Segment Start: Record set
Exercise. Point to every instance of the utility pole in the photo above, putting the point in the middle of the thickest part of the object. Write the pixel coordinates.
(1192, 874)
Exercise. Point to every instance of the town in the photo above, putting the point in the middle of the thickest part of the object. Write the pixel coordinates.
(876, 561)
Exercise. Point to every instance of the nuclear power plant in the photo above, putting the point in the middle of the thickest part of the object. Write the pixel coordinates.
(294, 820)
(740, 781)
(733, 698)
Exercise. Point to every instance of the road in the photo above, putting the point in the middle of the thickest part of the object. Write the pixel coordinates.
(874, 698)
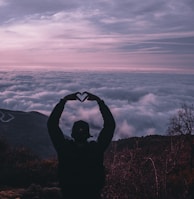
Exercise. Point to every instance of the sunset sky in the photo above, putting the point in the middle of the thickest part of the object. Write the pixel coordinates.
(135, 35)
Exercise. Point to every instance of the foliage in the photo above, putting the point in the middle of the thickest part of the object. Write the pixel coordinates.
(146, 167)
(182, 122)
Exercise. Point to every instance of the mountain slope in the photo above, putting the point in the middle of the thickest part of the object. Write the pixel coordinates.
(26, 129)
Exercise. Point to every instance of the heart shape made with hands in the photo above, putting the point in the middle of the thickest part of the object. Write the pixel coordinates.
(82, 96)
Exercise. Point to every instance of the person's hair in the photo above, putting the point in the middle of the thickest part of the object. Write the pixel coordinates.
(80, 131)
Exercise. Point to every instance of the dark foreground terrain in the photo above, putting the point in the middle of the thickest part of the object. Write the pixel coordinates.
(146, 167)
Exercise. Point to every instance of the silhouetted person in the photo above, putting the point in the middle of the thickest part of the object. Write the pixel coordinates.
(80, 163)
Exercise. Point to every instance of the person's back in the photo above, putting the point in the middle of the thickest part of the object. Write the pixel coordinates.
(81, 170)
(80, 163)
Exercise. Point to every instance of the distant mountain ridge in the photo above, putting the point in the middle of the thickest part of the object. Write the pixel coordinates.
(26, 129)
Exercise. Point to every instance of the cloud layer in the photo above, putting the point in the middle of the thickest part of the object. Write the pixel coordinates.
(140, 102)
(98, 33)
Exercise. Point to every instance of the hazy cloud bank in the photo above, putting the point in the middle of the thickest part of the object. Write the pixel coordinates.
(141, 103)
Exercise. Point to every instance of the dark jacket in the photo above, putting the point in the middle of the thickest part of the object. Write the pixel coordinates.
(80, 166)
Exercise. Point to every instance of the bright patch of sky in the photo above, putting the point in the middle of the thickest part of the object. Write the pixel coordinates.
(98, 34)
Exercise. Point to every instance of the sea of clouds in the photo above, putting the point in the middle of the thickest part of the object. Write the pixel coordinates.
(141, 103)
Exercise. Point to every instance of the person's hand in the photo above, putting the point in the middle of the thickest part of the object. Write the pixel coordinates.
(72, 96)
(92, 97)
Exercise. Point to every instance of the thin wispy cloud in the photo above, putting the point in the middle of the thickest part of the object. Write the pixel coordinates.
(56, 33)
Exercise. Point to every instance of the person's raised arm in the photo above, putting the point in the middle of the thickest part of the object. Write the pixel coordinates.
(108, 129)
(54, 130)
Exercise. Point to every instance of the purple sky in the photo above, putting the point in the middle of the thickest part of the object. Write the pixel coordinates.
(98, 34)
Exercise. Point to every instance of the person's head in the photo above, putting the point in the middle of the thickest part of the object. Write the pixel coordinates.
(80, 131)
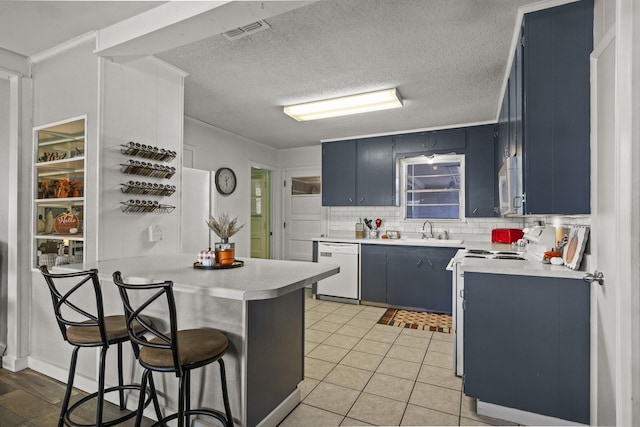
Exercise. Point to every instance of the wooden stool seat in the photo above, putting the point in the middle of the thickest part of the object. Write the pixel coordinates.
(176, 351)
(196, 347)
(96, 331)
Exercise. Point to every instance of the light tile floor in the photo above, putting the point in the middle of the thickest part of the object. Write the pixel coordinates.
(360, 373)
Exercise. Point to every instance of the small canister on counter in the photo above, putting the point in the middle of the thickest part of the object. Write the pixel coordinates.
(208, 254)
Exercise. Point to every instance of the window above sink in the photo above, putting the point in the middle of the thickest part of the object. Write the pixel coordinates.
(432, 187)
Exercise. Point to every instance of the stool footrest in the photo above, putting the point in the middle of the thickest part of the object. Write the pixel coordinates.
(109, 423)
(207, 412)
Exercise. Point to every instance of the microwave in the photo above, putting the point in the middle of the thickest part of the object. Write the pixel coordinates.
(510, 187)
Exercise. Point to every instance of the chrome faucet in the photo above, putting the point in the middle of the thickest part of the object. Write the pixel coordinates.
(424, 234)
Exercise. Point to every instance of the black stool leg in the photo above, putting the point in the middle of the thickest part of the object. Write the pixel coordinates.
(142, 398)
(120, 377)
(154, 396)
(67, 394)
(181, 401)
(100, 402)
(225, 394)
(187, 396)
Segment End: Record set
Segment Start: Record set
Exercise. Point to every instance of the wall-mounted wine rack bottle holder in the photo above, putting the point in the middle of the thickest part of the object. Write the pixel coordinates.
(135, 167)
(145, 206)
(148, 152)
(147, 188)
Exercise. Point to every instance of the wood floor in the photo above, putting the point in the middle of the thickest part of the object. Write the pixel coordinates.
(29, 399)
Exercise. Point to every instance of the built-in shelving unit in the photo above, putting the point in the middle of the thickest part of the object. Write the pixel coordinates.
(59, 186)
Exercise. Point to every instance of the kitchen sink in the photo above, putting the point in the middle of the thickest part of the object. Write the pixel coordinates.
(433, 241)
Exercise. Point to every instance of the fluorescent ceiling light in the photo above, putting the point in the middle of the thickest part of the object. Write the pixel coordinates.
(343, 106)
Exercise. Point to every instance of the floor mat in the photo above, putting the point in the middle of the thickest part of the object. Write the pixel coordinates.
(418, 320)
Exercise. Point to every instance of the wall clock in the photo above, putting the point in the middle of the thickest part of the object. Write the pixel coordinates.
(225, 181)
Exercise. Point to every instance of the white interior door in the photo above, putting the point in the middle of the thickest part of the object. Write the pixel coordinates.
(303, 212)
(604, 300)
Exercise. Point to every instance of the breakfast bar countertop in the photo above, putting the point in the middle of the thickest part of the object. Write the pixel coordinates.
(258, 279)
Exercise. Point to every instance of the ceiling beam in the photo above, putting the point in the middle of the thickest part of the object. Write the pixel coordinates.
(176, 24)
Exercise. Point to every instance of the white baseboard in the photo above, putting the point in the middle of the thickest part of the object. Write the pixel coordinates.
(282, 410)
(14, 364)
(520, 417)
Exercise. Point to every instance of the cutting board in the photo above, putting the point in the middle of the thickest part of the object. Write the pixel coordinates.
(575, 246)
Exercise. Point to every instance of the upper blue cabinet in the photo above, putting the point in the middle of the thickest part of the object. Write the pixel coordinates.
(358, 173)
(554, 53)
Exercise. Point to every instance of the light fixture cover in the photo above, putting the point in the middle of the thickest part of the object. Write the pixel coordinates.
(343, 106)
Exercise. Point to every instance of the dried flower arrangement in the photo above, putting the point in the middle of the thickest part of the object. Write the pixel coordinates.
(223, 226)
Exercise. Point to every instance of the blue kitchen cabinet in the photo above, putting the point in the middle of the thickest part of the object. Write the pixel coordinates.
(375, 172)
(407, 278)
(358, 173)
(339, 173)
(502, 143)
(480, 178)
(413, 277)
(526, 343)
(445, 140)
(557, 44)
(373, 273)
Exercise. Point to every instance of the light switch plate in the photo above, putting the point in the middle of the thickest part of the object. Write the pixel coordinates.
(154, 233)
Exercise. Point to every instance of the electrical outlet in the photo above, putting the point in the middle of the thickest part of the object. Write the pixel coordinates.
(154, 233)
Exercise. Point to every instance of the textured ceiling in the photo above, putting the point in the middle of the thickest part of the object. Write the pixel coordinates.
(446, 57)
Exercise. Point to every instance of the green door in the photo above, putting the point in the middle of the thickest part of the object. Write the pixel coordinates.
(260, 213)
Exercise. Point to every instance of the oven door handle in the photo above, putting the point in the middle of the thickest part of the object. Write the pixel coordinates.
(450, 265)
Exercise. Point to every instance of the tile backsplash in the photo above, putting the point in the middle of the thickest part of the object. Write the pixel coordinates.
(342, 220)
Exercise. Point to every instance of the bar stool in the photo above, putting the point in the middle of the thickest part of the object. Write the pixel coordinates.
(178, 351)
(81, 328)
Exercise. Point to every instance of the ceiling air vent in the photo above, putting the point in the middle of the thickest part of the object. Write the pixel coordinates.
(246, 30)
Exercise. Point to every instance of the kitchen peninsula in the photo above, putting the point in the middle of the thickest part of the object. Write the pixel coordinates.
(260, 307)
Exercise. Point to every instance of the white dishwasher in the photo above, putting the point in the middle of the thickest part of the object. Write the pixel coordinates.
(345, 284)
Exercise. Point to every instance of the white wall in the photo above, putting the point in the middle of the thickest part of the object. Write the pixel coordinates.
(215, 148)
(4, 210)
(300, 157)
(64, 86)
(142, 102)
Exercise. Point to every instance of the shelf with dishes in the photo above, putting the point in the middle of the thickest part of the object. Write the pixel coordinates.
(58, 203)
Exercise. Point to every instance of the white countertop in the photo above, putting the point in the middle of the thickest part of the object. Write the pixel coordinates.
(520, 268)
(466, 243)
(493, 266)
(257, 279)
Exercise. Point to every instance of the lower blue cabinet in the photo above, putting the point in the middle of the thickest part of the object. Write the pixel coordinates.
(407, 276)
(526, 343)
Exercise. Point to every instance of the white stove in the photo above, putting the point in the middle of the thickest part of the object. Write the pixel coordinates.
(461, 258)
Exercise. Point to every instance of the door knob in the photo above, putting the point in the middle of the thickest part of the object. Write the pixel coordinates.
Segment End: Record set
Segment Start: Record set
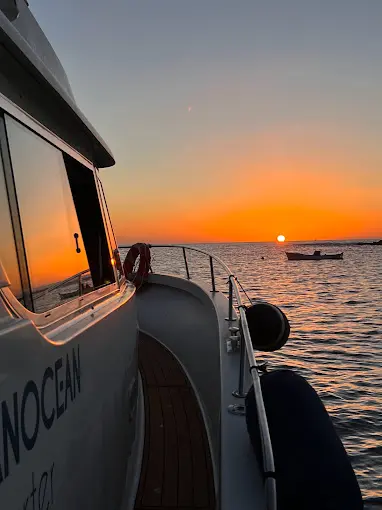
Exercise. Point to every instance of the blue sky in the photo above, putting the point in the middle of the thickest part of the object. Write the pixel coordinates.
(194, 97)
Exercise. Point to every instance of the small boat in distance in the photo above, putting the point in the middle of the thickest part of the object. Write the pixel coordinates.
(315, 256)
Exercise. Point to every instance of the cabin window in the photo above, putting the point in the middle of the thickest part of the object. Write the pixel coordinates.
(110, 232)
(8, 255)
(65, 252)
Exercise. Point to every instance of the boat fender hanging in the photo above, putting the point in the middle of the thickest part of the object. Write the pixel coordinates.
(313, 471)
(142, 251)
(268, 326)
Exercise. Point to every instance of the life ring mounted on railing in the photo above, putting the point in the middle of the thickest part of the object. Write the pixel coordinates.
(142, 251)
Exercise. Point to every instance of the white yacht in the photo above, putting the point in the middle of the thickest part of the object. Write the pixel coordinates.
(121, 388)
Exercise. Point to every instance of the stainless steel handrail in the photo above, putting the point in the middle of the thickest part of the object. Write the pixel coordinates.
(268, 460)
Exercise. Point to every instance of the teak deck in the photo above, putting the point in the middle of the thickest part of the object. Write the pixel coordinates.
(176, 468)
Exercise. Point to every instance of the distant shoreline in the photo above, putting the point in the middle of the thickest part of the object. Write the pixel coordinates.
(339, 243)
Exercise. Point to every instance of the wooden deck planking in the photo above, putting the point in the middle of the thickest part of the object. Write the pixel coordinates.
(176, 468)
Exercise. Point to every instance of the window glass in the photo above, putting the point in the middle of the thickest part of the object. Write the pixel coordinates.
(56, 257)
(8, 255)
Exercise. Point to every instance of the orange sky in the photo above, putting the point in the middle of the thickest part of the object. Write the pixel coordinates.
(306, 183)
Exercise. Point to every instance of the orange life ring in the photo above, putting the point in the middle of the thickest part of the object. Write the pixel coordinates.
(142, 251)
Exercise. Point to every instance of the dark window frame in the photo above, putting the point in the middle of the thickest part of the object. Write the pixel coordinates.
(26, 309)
Segment End: Record set
__The problem__: Quote the data above from the line containing "Exercise. Point to every instance of the tile" to the line containing "Exercise. Point to every instance of the door", inclusive, and stop.

__Task solution__:
Exercise. Point to every instance of the tile backsplash in the photo above, putting the point in the middle of the thickest part of the object. Write the pixel coordinates.
(342, 220)
Exercise. Point to every instance of the bar stool in the photo above, putting the point in the middle of the thickest part of the object. Write the pixel coordinates.
(178, 351)
(81, 328)
Exercise. Point to every instance of the ceiling air vent in the photo above, putting the point in the middle of the thickest part of the object. Write the pixel coordinates.
(246, 30)
Exercise. Point to every instance of the kitchen peninsula in the photo above, putting the point in the middle of the thickest part of the object. Write the pixel coordinates.
(260, 307)
Exercise. Point to every instance of the white dishwasher in the photo above, putting the point in the middle of the thickest part of the object. Write the pixel coordinates.
(345, 284)
Exercise. Point to every instance of the white wall in the photo above, putting the point in the middle of the thickest part of the object. Write the pixel coordinates.
(215, 148)
(4, 210)
(300, 157)
(64, 86)
(142, 102)
Exercise. Point to every instance of the shelf with dishes in the photo above, putting the point in the middle of the thickest part of the object. Write the pixel coordinates.
(58, 203)
Exercise. Point to every instance of the white countertop in the photo above, putting the point in the middle of the thickest part of the object. Write the pixel coordinates.
(520, 268)
(466, 243)
(493, 266)
(257, 279)
Exercise. Point to every instance of the lower blue cabinet in the photo above, putting the point in the middle of the thickest part of the object. Write the pixel coordinates.
(407, 276)
(526, 343)
Exercise. Point to every instance of the white stove in the photo above, putting the point in the middle of the thickest part of the object. Write the pixel coordinates.
(461, 258)
Exercise. Point to every instance of the door knob in the photo above, putting the point in the middle of the thickest part of the object. Write the pixel coordinates.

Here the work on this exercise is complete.